** START OF RECORDS SHOWN **
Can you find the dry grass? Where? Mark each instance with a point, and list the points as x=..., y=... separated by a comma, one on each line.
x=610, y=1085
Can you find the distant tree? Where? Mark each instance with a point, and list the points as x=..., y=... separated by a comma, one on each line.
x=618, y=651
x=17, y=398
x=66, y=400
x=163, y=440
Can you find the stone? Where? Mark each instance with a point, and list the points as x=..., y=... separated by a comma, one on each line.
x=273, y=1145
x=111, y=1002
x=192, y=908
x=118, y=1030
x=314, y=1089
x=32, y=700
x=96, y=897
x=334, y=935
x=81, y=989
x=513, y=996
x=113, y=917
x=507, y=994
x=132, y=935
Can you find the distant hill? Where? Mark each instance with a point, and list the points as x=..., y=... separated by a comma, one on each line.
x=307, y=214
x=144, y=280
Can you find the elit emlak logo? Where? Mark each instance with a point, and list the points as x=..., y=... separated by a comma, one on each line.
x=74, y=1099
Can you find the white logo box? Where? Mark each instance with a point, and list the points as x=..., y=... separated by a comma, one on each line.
** END OF RECORDS SHOWN **
(REQUIRED WORK): Please write out every row above word for word, keeping the original order.

(ANSWER TO THE EXERCISE):
Can you find the dry grass? Where? Mark each instance with a point, and list the points as x=..., y=... separated by a comma, one on each line.
x=610, y=1085
Can you find the distant tree? Where? Mark each instance with a point, and list the points as x=..., y=... separated by a comma, one on each line.
x=618, y=651
x=17, y=398
x=66, y=400
x=163, y=440
Can you find the stone? Where? Mark each instance with a point, and list the points as x=..., y=... separated by a comma, one on each line.
x=273, y=1145
x=111, y=1002
x=192, y=908
x=118, y=1030
x=314, y=1089
x=32, y=700
x=96, y=897
x=334, y=935
x=81, y=989
x=513, y=996
x=113, y=917
x=507, y=994
x=132, y=935
Can you find the distant hill? Where? Mark each instance with a point, and list the points as x=..., y=... separated by a comma, one on each line.
x=307, y=214
x=144, y=280
Can you find the elit emlak logo? Where? Mark each instance with a point, and list the points as x=..., y=... separated by a comma, one on each line.
x=74, y=1099
Can you find the white logo box? Where? Mark each instance with a point, and list the points as x=..., y=... separated by a comma, one on each line.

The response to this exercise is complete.